# Given request 1
Set down, unchanged, the rows below that run from the line containing "Mark the innermost point of each instance of the rocky" through the line containing "x=90, y=127".

# Extract to read
────────

TSX: GPR
NYSE MKT: GPL
VANCOUVER,
May 27,
2015 /CNW/ - GREAT PANTHER SILVER
LIMITED (TSX: GPR) (NYSE MKT: GPL) ("Great Panther") and
Cangold Limited (TSX-V: CLD) ("Cangold") are pleased to announce
the completion of the previously announced plan of arrangement (the
"Arrangement") pursuant to which Great Panther has acquired all of
the issued and outstanding common shares of Cangold ("Cangold
Shares"). Cangold is now a wholly-owned subsidiary of Great
Panther.
The Arrangement was approved at Cangold's special meeting of
shareholders held on May 22, 2015 by
approximately 99.44% of the votes cast by Cangold
shareholders. Final approval for the Arrangement was obtained
from the Supreme Court of British
Columbia on May 26, 2015.
As a result, the Cangold Shares will be delisted from the TSX
Venture Exchange and Great Panther will apply to the relevant
securities commissions for Cangold to cease to be a reporting
issuer under Canadian securities laws.
The Arrangement
Under the Arrangement, each Cangold Share was exchanged for 0.05
of a common share of Great Panther (the "Exchange Ratio"). In
addition, each outstanding option and warrant to acquire Cangold
Shares now entitles the holder thereof to receive, upon the
exercise thereof, 0.05 Great Panther shares in lieu of each Cangold
Share, at a price adjusted in accordance with the Exchange Ratio,
and otherwise on the same terms and conditions as the original
option or warrant.
Full details of the Arrangement and certain other matters are
set out in the management information circular of Cangold dated
April 20, 2015 (the "Information
Circular"). A copy of the Information Circular can be found
under Cangold's profile on SEDAR at www.sedar.com.
Cangold shareholders who have questions or who may need
assistance with the completion of letters of transmittal are
advised to contact Computershare Investor Services Inc., the
depository for the Arrangement, at:
North American Toll Free: 1 800 564 6253
Email: corporateactions@computershare.com
About Great Panther
Great Panther Silver Limited is a primary silver mining and
exploration company listed on the Toronto Stock Exchange trading
under the symbol GPR, and on the NYSE MKT trading under the symbol
GPL. Great Panther's current activities are focused on the
mining of precious metals from its two wholly-owned mining
operations in Mexico: the
Guanajuato Mine Complex, which includes the San Ignacio satellite mine, and the Topia Mine
in Durango. The Company has signed a two-year option
agreement to acquire a 100% interest in the Coricancha Mine Complex
in the central Andes of Peru and,
through the acquisition of Cangold, now holds an option agreement
on the advanced stage Guadalupe de
los Reyes Project in Mexico.
ON BEHALF OF THE BOARD
"R.W. (Bob) Garnett"

────────

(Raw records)
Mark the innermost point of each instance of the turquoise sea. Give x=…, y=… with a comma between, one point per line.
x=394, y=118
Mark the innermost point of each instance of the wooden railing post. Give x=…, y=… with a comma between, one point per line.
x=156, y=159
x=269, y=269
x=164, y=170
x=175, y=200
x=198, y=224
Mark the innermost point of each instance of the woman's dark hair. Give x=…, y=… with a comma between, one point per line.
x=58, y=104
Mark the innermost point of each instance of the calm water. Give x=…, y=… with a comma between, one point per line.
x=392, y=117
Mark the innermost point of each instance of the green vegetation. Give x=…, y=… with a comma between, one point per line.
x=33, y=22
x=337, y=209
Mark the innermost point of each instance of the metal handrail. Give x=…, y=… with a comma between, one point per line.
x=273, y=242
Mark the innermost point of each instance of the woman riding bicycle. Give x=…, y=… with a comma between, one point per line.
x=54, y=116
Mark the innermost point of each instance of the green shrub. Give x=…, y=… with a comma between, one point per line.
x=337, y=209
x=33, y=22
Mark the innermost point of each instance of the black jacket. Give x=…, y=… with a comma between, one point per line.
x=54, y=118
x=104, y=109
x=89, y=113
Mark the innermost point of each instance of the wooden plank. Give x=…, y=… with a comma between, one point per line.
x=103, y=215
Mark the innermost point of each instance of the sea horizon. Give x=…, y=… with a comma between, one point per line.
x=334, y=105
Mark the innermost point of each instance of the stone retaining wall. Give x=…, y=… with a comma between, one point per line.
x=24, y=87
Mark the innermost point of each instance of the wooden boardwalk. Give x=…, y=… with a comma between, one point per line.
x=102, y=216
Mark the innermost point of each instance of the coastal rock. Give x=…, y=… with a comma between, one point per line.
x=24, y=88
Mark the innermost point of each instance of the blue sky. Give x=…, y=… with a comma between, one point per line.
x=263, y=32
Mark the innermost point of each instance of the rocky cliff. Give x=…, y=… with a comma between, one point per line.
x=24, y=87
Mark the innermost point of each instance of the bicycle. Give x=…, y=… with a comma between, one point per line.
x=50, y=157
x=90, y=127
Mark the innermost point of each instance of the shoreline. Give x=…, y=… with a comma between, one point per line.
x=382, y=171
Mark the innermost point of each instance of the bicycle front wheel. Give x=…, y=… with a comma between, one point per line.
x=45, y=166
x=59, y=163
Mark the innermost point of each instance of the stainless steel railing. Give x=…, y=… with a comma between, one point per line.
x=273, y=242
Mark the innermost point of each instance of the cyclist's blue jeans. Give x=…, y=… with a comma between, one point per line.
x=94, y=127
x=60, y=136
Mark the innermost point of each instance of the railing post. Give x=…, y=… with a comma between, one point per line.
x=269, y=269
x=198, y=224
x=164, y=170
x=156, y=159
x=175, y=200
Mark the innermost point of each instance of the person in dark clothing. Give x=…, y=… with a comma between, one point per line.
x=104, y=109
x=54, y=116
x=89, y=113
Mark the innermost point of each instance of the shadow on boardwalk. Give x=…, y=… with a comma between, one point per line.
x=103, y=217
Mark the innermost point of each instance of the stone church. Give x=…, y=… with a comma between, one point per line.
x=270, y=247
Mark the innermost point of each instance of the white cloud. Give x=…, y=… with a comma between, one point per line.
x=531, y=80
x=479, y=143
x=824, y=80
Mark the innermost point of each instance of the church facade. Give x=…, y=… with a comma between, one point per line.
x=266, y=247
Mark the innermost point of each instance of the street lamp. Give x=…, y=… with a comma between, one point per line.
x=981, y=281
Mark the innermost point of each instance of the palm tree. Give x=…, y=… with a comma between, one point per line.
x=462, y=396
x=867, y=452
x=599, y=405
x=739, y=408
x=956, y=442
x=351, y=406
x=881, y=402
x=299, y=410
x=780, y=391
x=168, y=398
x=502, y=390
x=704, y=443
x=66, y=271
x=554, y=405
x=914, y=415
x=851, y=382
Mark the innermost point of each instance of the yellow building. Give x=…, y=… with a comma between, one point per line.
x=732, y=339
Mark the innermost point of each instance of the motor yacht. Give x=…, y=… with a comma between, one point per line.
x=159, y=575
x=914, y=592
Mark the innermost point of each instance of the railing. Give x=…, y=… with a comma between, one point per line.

────────

# Given request 2
Resume the press release above about Great Panther's completed acquisition of Cangold, continuing on from its last line.

# Answer 1
Mark the innermost point of each instance of the rocky cliff. Give x=…, y=… with a comma between, one point per line.
x=24, y=87
Mark the innermost point of each instance of the bicycle. Give x=…, y=… with a comma between, one point per line.
x=50, y=157
x=90, y=127

# Answer 2
R.W. (Bob) Garnett
Chairman of Great Panther Silver Limited
Cautionary Statement on Forward-Looking Statements
This news release contains forward-looking statements within
the meaning of the United States Private Securities Litigation
Reform Act of 1995 and forward-looking information within the
meaning of Canadian securities laws (together, "forward-looking
statements"). Such forward-looking statements may include but
are not limited to statements regarding Great Panther's intention
to delist the Cangold Shares and cause Cangold to cease being a
reporting issuer and Great Panther's plans for production at its
Guanajuato and Topia Mines in Mexico, exploring its other properties in
Mexico, the overall economic
potential of its properties and the availability of adequate
financing. Such statements and information reflect Great
Panther's views as at the date of this document and are subject to
certain risks, uncertainties and assumptions, and undue reliance
should not be placed on such statements and information. Many
factors, known and unknown could cause the actual results to be
materially different from those expressed or implied by such
forward looking statements. Such factors include, among
others, risks and uncertainties relating to potential political
risks involving the companies' operations in a foreign
jurisdiction, uncertainty of production and cost estimates and the
potential for unexpected costs and expenses, physical risks
inherent in mining operations, currency fluctuations, fluctuations
in the price of silver, gold and base metals, completion of
economic evaluations, changes in project parameters as plans
continue to be refined, the inability or failure to obtain adequate
financing on a timely basis, and other risks and uncertainties,
including those described in Great Panther's Annual Information
Form for the year ended December 31,
2014 and Material Change Reports filed with the Canadian
securities regulators available at www.sedar.com and
reports on Form 40-F and Form 6-K filed with the Securities and
Exchange Commission and available at www.sec.gov as
well as both of Great Panther's and Cangold's other filings with
the Canadian securities regulators and Great Panther's filings with
the U.S. Securities and Exchange Commission. Great Panther
does not intend, nor does it assume any obligation, to update these
forward-looking statements and information.
Neither TSX Venture Exchange nor its Regulation Services
Provider (as that term is defined in the policies of the TSX
Venture Exchange) accepts responsibility for the adequacy or
accuracy of this release.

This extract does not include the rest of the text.